*** Opening of THE DATA ***

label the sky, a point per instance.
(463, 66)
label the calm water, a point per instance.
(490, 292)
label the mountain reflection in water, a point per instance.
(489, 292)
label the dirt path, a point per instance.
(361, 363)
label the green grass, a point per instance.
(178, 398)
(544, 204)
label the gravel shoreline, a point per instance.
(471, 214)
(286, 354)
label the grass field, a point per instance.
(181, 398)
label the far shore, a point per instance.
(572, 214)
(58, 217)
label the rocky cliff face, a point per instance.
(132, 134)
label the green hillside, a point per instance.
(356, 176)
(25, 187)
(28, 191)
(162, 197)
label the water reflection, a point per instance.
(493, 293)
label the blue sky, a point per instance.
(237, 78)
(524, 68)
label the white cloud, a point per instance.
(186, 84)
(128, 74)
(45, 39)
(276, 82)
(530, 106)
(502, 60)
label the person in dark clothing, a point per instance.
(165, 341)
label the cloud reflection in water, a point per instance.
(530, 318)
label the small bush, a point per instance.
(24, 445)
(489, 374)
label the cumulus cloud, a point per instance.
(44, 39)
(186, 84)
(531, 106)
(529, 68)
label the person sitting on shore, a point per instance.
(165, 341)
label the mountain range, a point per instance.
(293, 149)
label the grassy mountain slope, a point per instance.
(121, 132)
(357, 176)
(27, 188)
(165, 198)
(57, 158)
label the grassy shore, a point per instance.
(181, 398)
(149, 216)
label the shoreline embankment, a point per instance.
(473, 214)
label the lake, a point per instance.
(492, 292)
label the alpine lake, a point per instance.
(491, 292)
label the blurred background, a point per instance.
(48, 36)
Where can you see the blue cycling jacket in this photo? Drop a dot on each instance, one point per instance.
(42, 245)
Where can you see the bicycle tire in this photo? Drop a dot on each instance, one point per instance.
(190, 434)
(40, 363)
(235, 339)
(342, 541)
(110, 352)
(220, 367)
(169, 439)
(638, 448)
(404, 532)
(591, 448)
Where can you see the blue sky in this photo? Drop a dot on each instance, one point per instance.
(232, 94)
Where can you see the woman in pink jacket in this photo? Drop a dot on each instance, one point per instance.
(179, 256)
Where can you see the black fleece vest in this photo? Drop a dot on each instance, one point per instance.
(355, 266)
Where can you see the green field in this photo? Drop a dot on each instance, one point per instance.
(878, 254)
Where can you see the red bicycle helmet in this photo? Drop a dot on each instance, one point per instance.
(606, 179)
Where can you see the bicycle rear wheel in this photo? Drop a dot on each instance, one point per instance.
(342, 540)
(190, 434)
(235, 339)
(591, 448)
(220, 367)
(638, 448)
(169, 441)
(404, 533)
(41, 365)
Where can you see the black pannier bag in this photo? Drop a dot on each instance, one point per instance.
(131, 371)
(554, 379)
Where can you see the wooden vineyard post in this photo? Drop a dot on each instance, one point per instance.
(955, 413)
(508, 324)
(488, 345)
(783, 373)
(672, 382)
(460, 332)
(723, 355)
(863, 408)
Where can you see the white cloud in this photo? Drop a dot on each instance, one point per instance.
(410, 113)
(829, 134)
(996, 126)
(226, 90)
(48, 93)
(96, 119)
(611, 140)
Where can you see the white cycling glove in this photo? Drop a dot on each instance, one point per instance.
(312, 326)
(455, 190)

*** Close of THE DATA ***
*** Opening of THE DATA ***

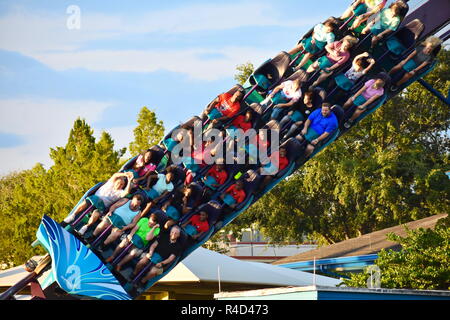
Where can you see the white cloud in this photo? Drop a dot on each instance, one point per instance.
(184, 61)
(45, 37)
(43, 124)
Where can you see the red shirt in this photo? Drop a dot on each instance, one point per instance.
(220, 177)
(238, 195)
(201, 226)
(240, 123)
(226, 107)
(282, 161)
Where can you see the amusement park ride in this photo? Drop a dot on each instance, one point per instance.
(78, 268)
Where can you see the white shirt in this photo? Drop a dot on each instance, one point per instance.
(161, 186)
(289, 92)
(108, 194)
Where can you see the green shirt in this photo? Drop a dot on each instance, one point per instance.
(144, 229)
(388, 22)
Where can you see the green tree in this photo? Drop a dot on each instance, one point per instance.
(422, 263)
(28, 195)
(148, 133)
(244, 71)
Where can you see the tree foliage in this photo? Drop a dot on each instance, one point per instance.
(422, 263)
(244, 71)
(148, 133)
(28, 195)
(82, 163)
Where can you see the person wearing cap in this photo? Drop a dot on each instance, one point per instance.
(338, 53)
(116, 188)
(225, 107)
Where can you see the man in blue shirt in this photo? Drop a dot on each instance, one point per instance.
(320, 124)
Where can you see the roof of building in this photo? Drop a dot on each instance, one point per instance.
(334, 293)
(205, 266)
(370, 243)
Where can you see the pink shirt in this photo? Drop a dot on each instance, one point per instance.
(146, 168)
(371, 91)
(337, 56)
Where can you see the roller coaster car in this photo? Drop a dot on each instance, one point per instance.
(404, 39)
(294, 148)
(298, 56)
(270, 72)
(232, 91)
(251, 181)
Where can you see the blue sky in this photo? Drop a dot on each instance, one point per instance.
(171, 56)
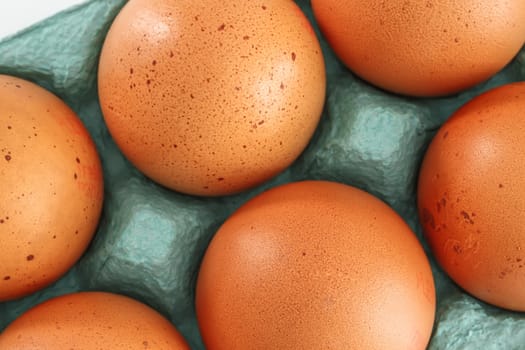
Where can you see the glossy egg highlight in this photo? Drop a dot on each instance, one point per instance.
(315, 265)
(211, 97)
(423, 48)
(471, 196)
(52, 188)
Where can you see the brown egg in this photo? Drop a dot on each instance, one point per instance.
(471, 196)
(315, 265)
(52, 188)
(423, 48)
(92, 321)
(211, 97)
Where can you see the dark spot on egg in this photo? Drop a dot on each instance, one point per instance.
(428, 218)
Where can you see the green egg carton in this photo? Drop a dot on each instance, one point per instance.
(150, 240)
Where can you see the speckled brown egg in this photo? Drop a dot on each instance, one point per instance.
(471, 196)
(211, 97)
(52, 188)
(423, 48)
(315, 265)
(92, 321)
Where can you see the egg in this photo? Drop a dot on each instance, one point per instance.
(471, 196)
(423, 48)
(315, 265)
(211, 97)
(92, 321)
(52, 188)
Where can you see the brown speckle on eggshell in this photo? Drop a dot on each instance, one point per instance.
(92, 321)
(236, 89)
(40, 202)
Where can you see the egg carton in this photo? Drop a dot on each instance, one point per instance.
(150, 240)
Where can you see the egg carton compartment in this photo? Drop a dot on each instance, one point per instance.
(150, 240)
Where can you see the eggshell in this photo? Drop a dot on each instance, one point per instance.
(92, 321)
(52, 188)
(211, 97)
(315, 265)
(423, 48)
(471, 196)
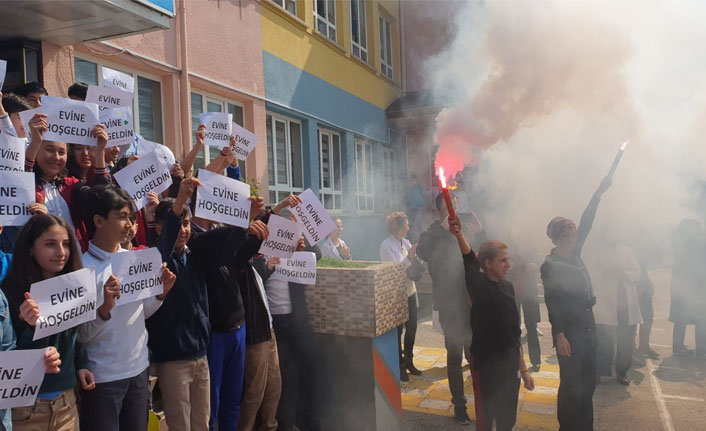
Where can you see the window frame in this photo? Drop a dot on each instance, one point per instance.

*** Close of THE DATA ***
*** Opening of THE DATA ***

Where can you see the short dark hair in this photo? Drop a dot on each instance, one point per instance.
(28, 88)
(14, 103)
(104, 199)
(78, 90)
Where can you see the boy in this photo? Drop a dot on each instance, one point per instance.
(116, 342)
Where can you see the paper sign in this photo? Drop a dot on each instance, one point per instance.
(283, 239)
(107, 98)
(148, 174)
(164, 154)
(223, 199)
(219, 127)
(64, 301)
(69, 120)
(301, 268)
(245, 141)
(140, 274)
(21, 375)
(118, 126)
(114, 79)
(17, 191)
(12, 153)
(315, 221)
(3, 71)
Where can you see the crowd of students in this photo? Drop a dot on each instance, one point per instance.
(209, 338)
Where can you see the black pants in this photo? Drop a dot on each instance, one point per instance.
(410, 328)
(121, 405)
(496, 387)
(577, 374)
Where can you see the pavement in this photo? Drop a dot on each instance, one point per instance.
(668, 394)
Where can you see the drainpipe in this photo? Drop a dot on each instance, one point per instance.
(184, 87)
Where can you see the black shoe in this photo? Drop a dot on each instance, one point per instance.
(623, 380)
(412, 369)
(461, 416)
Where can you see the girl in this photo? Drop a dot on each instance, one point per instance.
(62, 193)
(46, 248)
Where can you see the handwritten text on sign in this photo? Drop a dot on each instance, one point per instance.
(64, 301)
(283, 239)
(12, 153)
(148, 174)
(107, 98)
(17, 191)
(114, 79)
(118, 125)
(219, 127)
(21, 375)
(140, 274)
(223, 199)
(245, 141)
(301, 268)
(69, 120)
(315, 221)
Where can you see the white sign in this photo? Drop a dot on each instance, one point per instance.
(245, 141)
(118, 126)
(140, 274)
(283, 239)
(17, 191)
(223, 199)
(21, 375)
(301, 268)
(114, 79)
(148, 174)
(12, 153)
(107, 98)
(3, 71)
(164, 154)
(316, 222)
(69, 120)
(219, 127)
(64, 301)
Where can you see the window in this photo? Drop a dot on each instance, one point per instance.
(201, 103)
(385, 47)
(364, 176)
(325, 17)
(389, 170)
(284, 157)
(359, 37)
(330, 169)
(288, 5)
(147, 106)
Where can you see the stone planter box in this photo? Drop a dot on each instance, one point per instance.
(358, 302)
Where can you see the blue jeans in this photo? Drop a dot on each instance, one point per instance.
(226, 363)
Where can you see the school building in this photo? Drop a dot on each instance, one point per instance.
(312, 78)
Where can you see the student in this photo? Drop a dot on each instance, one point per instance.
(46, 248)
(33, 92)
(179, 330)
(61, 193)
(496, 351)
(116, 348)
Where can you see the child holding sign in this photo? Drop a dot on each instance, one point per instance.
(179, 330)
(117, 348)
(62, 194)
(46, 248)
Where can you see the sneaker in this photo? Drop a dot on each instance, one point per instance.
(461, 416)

*** Close of THE DATA ***

Treat the line with "Where can you see the speckled" as the start and the line with "Where can you see the window frame" as the end, and return exactly that span of the data above, both ends included, without pictures.

» REPLY:
Where can you see the speckled brown egg in this photo? Drop a dot on each instance, one point per instance.
(471, 196)
(211, 97)
(52, 188)
(423, 48)
(315, 265)
(92, 321)
Where can you see the egg in this photo? Drop a dot on each instance, one point per instance.
(471, 196)
(423, 48)
(315, 265)
(211, 97)
(92, 321)
(52, 188)
Where can you see the brown speckle on eggshell in this photo? Drop a dot on each instance, one point per instance.
(92, 321)
(236, 89)
(40, 202)
Where can you see the egg carton in this photo? Drop a dot on each instance, one point per instance.
(150, 240)
Where can you see the egg carton compartment in this photo? Drop a dot on each instance, one point per instance.
(150, 240)
Where can you see the eggshell in this photo? Drop a dot on each instance, one point per instance.
(92, 321)
(52, 188)
(211, 97)
(315, 265)
(423, 48)
(471, 196)
Where can you see the window frame in this photo? Drop a dot on each instance, one point per instance.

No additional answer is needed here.